(Dataset records)
━━━━━━━━━━━━━━━━

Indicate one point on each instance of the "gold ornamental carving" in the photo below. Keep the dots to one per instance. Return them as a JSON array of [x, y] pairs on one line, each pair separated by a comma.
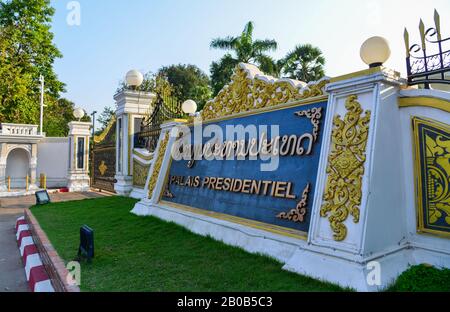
[[345, 170], [299, 213], [102, 168], [159, 160], [251, 90]]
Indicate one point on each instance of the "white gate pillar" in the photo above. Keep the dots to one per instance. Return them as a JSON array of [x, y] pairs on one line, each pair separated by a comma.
[[78, 176], [358, 225], [132, 106]]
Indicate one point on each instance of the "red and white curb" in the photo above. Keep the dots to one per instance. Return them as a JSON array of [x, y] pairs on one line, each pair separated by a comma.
[[37, 277]]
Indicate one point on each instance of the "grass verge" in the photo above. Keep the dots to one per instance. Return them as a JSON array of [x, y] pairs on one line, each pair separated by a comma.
[[147, 254]]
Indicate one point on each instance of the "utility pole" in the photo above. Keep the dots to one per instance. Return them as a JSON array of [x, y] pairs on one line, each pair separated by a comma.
[[92, 149], [41, 79]]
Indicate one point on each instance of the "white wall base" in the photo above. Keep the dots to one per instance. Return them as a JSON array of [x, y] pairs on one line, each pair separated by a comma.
[[325, 264], [78, 182], [252, 240], [124, 185], [138, 193]]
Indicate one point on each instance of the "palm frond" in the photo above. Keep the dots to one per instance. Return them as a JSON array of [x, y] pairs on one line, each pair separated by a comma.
[[227, 43], [260, 46]]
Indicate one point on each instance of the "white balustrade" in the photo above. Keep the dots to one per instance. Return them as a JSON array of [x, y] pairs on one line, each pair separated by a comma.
[[18, 129]]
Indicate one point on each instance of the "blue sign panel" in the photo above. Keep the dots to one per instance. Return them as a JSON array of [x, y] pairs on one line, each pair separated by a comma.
[[432, 143], [277, 191]]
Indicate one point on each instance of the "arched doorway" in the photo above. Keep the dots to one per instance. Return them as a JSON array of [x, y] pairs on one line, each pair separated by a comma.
[[18, 168]]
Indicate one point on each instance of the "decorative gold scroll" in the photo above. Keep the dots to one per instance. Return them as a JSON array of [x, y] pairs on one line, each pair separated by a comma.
[[251, 90], [159, 160], [99, 138], [299, 213], [343, 192], [140, 172], [102, 168], [315, 115]]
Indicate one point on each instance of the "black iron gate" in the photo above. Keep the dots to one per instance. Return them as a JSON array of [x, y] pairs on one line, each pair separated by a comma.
[[103, 169], [166, 108]]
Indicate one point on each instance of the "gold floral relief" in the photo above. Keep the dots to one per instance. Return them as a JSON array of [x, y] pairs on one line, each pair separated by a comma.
[[140, 173], [432, 144], [299, 213], [248, 92], [345, 170], [158, 163]]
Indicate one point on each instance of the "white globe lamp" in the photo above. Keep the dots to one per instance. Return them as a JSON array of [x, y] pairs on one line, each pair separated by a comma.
[[189, 107], [375, 51], [134, 79], [78, 113]]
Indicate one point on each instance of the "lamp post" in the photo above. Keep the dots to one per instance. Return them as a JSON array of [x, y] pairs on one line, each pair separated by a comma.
[[93, 146], [134, 79], [41, 80], [189, 107], [375, 51], [93, 123], [78, 113]]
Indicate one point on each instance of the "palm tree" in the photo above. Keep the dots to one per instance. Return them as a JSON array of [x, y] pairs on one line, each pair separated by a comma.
[[304, 63], [248, 50]]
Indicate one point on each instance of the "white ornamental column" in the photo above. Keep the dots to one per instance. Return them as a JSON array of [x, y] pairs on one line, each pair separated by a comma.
[[132, 106], [33, 167], [78, 177], [3, 157], [358, 213], [159, 170]]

━━━━━━━━━━━━━━━━

Omit every picture, then repeat the remaining data exactly as it appears above.

_Output of the exercise:_
Indicate one point on each instance of the "gold ornamental carving" in the photo below. Keep the dots to one per instance. Return them as a JSON array of [x, y] pairs on one line, each pair separated by a comma.
[[345, 170], [299, 213], [102, 168], [159, 160], [251, 90]]
Indicate one point on each instance of the "white gate pillar" in the photo above. Keep the dots to one per instance. Return them as a JSON array of [x, y] pairs on one line, each pair separated by a comma.
[[78, 176], [358, 225], [132, 106]]
Indicate one point on each instance of the "red and white curb" in the photo above. Keep the dots to one per instance. Return them as a JSON array of [x, y] pairs on one line, each pair separated by a comma.
[[37, 277]]
Indicate one point on each instance of the "grass verge" in the photo above. Keep the dots to one per instance. Return them as a JSON array of [x, y] pairs on one line, each pair separated by a comma.
[[147, 254]]
Indicate one point on each instance of the "utility pole" in the photo above. Keep the dots to one per instance. Return them as a JSON array of [x, y] pairs on one line, each pair separated by a comma.
[[92, 149], [41, 79]]
Indicate one point on each instance of the "white wall base" in the photo above. Keep the dots to one per instance. Return them as a JSON array of [x, y] pairs on one line, each pair separated by a comma.
[[325, 264], [78, 182], [252, 240], [124, 185], [138, 193]]
Indicate one point on each instance of the "palm frond" in the photo above. Keep the dots to one per instance. Return them as a JSON array of [x, y] pairs on one line, each pair separated by a comma.
[[227, 43], [260, 46]]
Indicate one point on each instance of the "white balustrade" in the photo above. Keep the dots to one per instance. Return them as a JSON array of [x, y] pairs on one line, each pair separated by a comma.
[[18, 129]]
Indicate one point on each instance of the "blue sign panel" in the photo above. Keep the dots to one per instance. Return them as a JSON array of [x, y] pairs on one line, each pair separated by a comma.
[[432, 143], [277, 191]]
Indicate one point on each instance of the "arched doorway" in the photo above. Keep the dots to one per instance. Return them as a JSON array of [x, y] pairs on one line, each pair separated by a comma.
[[18, 168]]
Indicate one point on each instance of the "decorative gold scroll" in the photo above. Keep the dots to one per instance. Return them as a JSON array of [x, y] pairs on one line, each pair separated by a comma.
[[251, 90], [159, 160], [99, 138], [299, 213], [343, 192], [140, 172], [102, 168], [315, 115]]
Indicate one point on each instance of the "black iron gate" in the photo above. Keep the dots to one per instance. Return them as a JSON array of [x, y] pairs on one line, each pair separated by a comma.
[[103, 169], [166, 108]]
Indicate one point on each instance of the "gold floral relief" in the photo above. Keep the dots to one per instance. Return them as a JSON array of [x, y] pairs on one line, each pair separated by a comma.
[[140, 173], [432, 144], [299, 213], [248, 92], [345, 170], [158, 163]]
Indicate one point on each instance of the "white globe lamp" in the photo above. Keep the dots to one per instance. Return them as a JSON array of [x, y] pairs on one line, each pair separated by a comma.
[[189, 107], [375, 51], [134, 79], [78, 113]]
Indicate one point on each instance of the "lamp post" in the photo above. Keep the dots to one per instance. Return them as a JSON array of [x, y] pairs on one line, each pair separated by a comma.
[[93, 146], [134, 79], [41, 80], [189, 107], [375, 51], [93, 123], [78, 113]]
Indicate one point on each instance of the "palm tree" in the photo above. Keep the dots to one per instance. Return them as a JSON array of [x, y] pairs on one line, each pair separated by a comma.
[[304, 63], [248, 50]]
Indicate one point on each instance of the "white ornamental column" in the photo above. Keep the dots to one per instance. Return them as a JSON array of [x, y] pairs on one line, each pair separated by a comma.
[[132, 106], [33, 167], [78, 177], [3, 157], [358, 213], [159, 170]]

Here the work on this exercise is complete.